--- START ---
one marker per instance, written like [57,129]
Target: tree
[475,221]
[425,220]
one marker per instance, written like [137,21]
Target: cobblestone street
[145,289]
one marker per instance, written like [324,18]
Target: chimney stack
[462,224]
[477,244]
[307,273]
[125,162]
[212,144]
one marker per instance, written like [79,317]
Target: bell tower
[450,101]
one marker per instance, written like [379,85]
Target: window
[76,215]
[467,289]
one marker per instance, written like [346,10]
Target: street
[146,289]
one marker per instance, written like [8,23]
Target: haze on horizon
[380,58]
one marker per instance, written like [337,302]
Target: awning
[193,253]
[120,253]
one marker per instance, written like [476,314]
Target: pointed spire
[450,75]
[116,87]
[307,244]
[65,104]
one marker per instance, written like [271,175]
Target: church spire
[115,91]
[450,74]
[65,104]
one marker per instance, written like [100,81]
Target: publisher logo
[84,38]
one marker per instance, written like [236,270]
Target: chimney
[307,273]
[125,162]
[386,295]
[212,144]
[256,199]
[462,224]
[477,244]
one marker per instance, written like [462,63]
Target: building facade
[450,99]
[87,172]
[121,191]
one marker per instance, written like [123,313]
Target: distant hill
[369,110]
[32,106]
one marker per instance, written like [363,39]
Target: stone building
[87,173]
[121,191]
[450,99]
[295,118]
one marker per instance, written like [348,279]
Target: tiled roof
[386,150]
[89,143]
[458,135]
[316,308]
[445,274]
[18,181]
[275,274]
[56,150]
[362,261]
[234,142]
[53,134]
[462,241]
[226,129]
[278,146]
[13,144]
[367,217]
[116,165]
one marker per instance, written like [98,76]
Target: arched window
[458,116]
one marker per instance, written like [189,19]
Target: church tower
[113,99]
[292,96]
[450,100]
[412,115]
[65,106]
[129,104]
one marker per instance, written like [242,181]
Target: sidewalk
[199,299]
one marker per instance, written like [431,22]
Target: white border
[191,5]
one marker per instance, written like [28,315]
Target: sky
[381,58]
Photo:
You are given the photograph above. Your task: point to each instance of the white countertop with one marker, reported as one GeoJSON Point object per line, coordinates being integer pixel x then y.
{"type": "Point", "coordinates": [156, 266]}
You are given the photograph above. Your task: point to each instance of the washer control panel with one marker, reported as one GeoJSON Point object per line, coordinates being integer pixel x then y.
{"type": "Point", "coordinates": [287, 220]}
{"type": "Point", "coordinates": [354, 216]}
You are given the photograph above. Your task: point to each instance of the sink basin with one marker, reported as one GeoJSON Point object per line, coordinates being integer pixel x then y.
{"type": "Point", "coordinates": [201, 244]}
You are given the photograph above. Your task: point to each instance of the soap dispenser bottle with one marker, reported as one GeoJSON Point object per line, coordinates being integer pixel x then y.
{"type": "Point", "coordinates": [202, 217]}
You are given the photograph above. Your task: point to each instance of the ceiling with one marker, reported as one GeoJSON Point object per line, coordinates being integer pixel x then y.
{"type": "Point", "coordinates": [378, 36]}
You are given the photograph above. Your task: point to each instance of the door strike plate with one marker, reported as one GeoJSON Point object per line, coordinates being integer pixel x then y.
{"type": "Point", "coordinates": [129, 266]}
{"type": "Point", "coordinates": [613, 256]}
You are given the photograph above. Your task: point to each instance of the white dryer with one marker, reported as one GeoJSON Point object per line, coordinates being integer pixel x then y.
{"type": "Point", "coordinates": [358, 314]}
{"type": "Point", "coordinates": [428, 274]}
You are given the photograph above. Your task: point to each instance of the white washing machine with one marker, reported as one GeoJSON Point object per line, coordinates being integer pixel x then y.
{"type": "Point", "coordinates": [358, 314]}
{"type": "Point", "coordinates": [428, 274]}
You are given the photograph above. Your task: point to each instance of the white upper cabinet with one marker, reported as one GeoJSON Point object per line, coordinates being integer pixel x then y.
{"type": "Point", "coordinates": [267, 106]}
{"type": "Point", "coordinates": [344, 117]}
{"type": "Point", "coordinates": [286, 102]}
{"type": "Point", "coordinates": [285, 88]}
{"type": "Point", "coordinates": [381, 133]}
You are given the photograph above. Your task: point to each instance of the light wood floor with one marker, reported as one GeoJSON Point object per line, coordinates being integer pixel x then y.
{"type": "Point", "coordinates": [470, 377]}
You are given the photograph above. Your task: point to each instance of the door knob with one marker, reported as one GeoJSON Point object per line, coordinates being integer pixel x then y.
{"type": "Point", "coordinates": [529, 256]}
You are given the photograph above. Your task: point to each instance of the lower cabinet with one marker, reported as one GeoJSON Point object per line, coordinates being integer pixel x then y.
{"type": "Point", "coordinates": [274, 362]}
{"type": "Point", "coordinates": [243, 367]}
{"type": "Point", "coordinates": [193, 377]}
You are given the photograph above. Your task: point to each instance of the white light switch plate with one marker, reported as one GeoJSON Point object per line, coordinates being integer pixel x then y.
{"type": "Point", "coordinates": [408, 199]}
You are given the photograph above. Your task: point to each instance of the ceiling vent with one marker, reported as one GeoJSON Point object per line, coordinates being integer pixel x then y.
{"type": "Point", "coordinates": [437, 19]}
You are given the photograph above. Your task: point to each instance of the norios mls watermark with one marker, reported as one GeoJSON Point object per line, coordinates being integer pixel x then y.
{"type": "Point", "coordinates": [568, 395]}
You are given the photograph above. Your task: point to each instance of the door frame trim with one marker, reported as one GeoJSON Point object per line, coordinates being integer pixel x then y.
--- END ---
▶ _Required action_:
What is needed is the data above, output in full and exactly as it stands.

▶ _Answer box_:
one marker per instance, written like [57,129]
Target: tree
[475,221]
[425,220]
one marker per instance, written like [137,21]
Target: cobblestone street
[145,289]
one marker per instance, written like [324,18]
Target: chimney stack
[462,224]
[477,244]
[307,273]
[125,162]
[212,144]
one marker per instance, written like [79,317]
Target: bell tower
[450,101]
one marker per instance, written like [379,85]
Target: window
[76,215]
[467,289]
one marker per instance, written like [346,10]
Target: street
[146,289]
one marker per instance, written like [8,23]
Target: haze on horizon
[380,58]
one marker per instance, written like [337,302]
Target: awning
[193,253]
[120,253]
one marker per instance, written like [476,314]
Target: pointed spire
[450,75]
[116,87]
[307,244]
[65,104]
one marker per instance, written like [271,175]
Target: church spire
[115,91]
[450,74]
[65,104]
one marker per instance, written like [100,81]
Target: publisher logo
[84,38]
one marker per instance, written like [236,270]
Target: chimney
[307,273]
[125,162]
[386,295]
[212,144]
[256,199]
[462,224]
[477,244]
one marker per instance, written like [462,63]
Target: building facade
[450,99]
[87,172]
[121,191]
one marker per instance, written like [123,313]
Target: distant hill
[369,110]
[32,106]
one marker per instance, written like [363,39]
Target: stone building
[87,173]
[121,191]
[450,99]
[295,118]
one marker per instance, written like [348,279]
Target: tiled roof
[386,150]
[89,143]
[458,135]
[316,308]
[445,274]
[18,181]
[275,274]
[56,150]
[362,261]
[234,142]
[53,134]
[462,241]
[226,129]
[278,146]
[13,144]
[367,217]
[116,165]
one marker per instance, written like [98,76]
Target: arched window
[458,116]
one marker per instance, written like [189,19]
Target: church tower
[113,99]
[292,96]
[450,100]
[412,115]
[65,106]
[129,104]
one marker per instance, written like [242,181]
Target: sidewalk
[199,299]
one marker per instance, written like [431,22]
Target: white border
[191,5]
one marker per instance, written like [28,315]
Target: sky
[381,58]
Photo:
You are given the photograph above. Your task: point to each instance of the white countertop with one marker, reported as one GeoJSON Point object per line, coordinates being integer pixel x then y.
{"type": "Point", "coordinates": [156, 266]}
You are given the photograph above. Your task: point to each instance of the washer control panel with one marker, reported as one GeoJSON Point object per line, coordinates being integer pixel x then y.
{"type": "Point", "coordinates": [287, 220]}
{"type": "Point", "coordinates": [354, 216]}
You are given the photograph above. Your task: point to each instance of the sink basin with one marker, reported as one GeoJSON Point object per line, coordinates being integer pixel x then y.
{"type": "Point", "coordinates": [201, 244]}
You are given the photograph above. Your task: point to each instance of the soap dispenser bottle with one marker, reported as one GeoJSON Point object per line, coordinates being integer pixel x then y.
{"type": "Point", "coordinates": [202, 217]}
You are given the photograph above. Your task: point to each instance of the ceiling with one marker, reported as one GeoJSON Point object per line, coordinates being integer pixel x then y.
{"type": "Point", "coordinates": [378, 36]}
You are given the photograph above. Your task: point to each instance of the door strike plate with one marker, reported as one GeoJSON Point object per line, coordinates being integer pixel x then y.
{"type": "Point", "coordinates": [129, 266]}
{"type": "Point", "coordinates": [613, 256]}
You are given the photograph above. Your task: point to each instance of the white dryer with one marker, reported as one GeoJSON Point object per line, coordinates being integer pixel x then y.
{"type": "Point", "coordinates": [358, 314]}
{"type": "Point", "coordinates": [428, 274]}
You are given the photograph above. Your task: point to each instance of the white washing machine with one marker, reported as one GeoJSON Point object per line, coordinates being integer pixel x then y.
{"type": "Point", "coordinates": [358, 314]}
{"type": "Point", "coordinates": [428, 274]}
You are given the photograph above. Your task: point to each instance of the white upper cabinet with one marker, reported as one GeoJSON Point object per line, coordinates being integer pixel x then y.
{"type": "Point", "coordinates": [267, 106]}
{"type": "Point", "coordinates": [344, 117]}
{"type": "Point", "coordinates": [286, 102]}
{"type": "Point", "coordinates": [285, 88]}
{"type": "Point", "coordinates": [381, 133]}
You are given the photograph above. Your task: point to each instance of the light wood floor with one marker, reported as one GeoJSON Point object per line, coordinates being integer pixel x then y.
{"type": "Point", "coordinates": [470, 377]}
You are given the photograph above. Your task: point to each instance of the door knob with one marker, reported as one GeoJSON Point object per line, coordinates being integer pixel x then y.
{"type": "Point", "coordinates": [529, 256]}
You are given the photograph above. Your task: point to each instance of the lower cabinet with one marker, reported as one GeoJSON Point object per line, coordinates being integer pixel x then y.
{"type": "Point", "coordinates": [274, 362]}
{"type": "Point", "coordinates": [243, 367]}
{"type": "Point", "coordinates": [193, 377]}
You are given the photograph above. Your task: point to each instance of the white light switch plate with one marker, reported as one GeoJSON Point object per line, coordinates being integer pixel x then y.
{"type": "Point", "coordinates": [408, 199]}
You are given the photograph above. Your task: point to each instance of the ceiling vent with one marker, reported as one GeoJSON Point object per line, coordinates being integer pixel x then y.
{"type": "Point", "coordinates": [437, 19]}
You are given the photograph above. Your task: point to each instance of the norios mls watermark with one marker, reported as one GeoJSON Point object per line, coordinates being integer pixel x then y.
{"type": "Point", "coordinates": [568, 395]}
You are given the photograph above. Your task: point to each instance of the door frame trim with one marker, reported as one GeoJSON Point object per line, coordinates being integer pixel x then y.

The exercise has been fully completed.